[Opening RECORD EXCERPTS section]
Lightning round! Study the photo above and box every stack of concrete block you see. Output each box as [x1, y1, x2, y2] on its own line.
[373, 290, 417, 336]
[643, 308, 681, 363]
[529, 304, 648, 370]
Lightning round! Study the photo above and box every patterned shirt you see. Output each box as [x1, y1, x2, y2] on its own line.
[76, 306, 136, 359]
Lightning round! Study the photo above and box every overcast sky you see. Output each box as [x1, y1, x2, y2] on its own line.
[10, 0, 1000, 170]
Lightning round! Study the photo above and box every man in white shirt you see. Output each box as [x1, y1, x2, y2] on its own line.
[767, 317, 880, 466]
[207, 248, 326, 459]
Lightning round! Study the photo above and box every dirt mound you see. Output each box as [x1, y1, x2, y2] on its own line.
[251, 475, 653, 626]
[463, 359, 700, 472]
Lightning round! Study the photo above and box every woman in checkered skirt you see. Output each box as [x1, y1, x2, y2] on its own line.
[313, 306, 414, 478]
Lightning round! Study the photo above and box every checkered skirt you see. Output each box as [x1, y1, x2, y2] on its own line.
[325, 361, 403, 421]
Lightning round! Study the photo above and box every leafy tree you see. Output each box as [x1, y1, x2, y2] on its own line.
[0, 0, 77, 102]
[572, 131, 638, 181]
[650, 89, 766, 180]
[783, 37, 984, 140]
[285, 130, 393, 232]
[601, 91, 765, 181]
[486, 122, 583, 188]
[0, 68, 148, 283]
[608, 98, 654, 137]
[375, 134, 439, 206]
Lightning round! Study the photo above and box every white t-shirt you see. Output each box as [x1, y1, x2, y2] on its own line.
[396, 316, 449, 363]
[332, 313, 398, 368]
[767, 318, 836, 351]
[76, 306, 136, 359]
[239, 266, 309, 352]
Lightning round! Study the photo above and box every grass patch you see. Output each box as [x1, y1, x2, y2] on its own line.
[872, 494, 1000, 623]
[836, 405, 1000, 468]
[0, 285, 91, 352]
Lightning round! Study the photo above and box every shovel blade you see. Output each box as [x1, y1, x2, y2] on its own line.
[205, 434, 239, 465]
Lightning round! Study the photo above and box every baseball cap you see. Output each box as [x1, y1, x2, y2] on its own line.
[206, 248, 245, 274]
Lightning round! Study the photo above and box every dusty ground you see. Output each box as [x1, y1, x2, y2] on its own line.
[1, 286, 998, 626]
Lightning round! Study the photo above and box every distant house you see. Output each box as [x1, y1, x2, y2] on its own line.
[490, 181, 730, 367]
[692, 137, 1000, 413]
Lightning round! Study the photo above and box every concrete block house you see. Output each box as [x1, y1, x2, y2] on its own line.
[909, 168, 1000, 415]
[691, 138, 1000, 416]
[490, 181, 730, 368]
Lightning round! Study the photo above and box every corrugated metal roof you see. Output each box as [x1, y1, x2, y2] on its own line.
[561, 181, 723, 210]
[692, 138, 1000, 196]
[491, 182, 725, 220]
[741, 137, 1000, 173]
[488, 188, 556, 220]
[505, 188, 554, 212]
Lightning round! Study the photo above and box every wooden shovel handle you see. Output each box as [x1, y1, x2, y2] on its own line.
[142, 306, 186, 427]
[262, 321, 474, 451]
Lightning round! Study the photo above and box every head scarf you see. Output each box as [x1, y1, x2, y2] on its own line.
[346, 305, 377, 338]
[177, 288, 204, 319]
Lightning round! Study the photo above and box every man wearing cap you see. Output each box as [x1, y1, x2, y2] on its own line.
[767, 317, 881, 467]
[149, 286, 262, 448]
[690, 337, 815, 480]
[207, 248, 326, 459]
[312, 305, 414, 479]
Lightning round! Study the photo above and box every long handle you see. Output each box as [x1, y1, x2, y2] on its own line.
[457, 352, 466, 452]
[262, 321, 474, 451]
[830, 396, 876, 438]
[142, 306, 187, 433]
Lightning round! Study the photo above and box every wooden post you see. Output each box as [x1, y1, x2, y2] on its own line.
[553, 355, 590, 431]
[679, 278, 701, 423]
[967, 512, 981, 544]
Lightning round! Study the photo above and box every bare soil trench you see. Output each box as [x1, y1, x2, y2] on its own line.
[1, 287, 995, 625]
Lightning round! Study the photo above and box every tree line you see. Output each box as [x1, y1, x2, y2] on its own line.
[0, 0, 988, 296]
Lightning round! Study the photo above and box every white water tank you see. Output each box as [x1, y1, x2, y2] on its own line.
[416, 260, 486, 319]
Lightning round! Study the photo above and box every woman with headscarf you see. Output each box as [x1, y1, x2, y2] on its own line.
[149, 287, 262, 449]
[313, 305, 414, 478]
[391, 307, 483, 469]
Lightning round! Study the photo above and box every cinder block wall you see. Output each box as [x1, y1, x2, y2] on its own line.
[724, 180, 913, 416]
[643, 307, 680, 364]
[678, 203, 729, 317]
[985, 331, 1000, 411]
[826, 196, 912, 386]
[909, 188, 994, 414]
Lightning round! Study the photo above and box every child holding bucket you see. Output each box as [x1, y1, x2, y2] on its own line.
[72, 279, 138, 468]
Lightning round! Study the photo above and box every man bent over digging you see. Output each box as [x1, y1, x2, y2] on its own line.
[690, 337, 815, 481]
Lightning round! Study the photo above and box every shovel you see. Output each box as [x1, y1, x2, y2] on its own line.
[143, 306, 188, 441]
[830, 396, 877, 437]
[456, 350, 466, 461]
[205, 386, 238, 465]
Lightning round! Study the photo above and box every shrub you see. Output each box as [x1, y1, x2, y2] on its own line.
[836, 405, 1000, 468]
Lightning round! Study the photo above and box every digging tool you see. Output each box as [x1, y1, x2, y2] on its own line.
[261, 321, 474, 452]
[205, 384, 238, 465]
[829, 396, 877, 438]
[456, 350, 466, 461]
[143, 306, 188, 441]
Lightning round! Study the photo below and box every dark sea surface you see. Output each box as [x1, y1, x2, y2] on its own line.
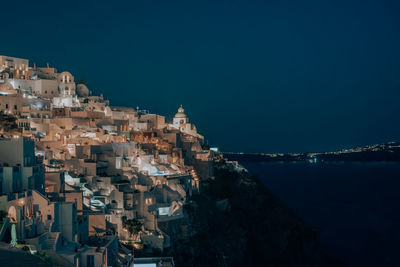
[241, 161, 400, 267]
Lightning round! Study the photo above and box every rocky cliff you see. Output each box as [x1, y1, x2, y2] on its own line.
[160, 164, 345, 267]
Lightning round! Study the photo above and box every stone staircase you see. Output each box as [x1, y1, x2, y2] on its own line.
[176, 184, 186, 198]
[45, 232, 60, 251]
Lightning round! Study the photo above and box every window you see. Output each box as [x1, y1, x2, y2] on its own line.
[5, 104, 8, 109]
[47, 214, 52, 220]
[45, 90, 47, 94]
[145, 198, 153, 205]
[87, 255, 94, 267]
[14, 105, 17, 110]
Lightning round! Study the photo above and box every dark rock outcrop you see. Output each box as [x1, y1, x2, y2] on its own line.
[160, 166, 345, 267]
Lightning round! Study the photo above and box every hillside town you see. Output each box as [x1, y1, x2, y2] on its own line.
[0, 55, 221, 266]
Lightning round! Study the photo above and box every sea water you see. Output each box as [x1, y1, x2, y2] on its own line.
[242, 161, 400, 267]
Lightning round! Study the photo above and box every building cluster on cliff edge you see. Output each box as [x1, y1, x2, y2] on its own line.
[0, 55, 218, 266]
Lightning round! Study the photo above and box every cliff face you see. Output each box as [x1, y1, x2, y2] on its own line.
[160, 166, 345, 267]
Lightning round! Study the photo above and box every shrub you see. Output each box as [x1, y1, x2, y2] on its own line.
[122, 218, 142, 236]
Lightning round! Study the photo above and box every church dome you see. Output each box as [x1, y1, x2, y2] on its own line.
[0, 82, 16, 95]
[58, 71, 74, 83]
[174, 105, 187, 118]
[76, 83, 89, 97]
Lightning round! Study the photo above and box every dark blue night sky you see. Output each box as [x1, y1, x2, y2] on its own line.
[2, 0, 400, 152]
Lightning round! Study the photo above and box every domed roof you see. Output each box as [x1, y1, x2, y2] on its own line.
[76, 83, 89, 97]
[174, 105, 187, 118]
[58, 71, 74, 83]
[59, 71, 73, 76]
[0, 82, 16, 95]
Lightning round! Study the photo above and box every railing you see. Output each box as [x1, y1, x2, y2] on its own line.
[25, 218, 33, 226]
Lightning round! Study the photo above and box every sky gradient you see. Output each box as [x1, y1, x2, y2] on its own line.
[2, 0, 400, 152]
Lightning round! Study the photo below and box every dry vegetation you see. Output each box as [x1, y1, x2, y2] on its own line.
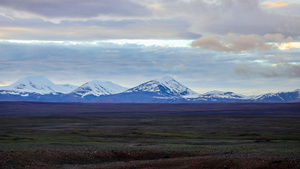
[0, 102, 299, 168]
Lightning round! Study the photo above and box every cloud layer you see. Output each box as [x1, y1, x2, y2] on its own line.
[234, 63, 300, 78]
[0, 41, 299, 95]
[0, 0, 299, 95]
[0, 0, 299, 40]
[0, 0, 150, 18]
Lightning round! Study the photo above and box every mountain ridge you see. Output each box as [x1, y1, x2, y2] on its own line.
[0, 75, 77, 94]
[0, 76, 299, 103]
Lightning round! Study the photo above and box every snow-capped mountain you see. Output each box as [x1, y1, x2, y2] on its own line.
[0, 76, 77, 95]
[124, 76, 199, 99]
[252, 89, 300, 102]
[94, 76, 200, 103]
[157, 76, 199, 98]
[71, 80, 128, 97]
[0, 75, 299, 103]
[190, 91, 252, 102]
[200, 91, 249, 99]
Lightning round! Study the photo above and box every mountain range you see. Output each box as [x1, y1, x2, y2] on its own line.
[0, 76, 299, 103]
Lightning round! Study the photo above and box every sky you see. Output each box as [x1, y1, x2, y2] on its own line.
[0, 0, 299, 95]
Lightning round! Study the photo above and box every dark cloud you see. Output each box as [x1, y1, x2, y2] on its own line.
[0, 0, 150, 18]
[191, 34, 275, 52]
[191, 36, 229, 52]
[232, 35, 272, 51]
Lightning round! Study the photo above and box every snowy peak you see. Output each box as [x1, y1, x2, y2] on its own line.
[Closing RECORD EXCERPTS section]
**TASK OBJECTIVE:** The line with "Lightning round! Study the photo above and box every dark cloud" and every line after it up to the end of the entries: output those exactly, and only those.

**WRITTEN RESPONSE:**
Lightning round! Study the photo above and box every dark cloud you see. Output each box as [x1, y1, x2, y2] on its own line.
[0, 0, 150, 18]
[191, 34, 275, 52]
[191, 36, 229, 52]
[232, 35, 272, 51]
Lightning round! Study the photo above and box every snowy peak you see. Output each box as [x1, y1, x2, y2] on its own line.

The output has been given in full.